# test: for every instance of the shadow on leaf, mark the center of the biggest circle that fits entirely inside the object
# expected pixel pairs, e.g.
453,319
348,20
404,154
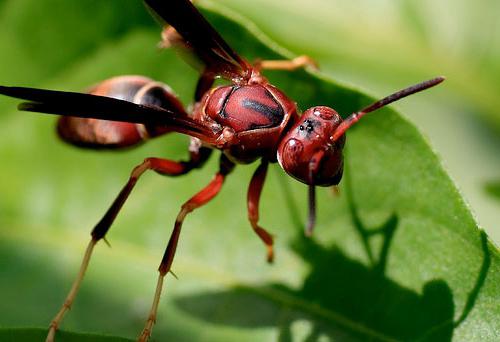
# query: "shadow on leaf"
342,298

################

▸ Task objective: Reproduce every line of the records above, requests included, shifting each answer coordinate by adding 149 to both of its numbers. Leave the pictures out of your reproduction.

▸ Result of this task:
# test: for every instance of the shadow on leaf, mark the center of the biggest circle that fits entirely inside the object
# expected pixel pairs, e.g.
453,319
348,20
404,154
# query: "shadow on leaf"
491,447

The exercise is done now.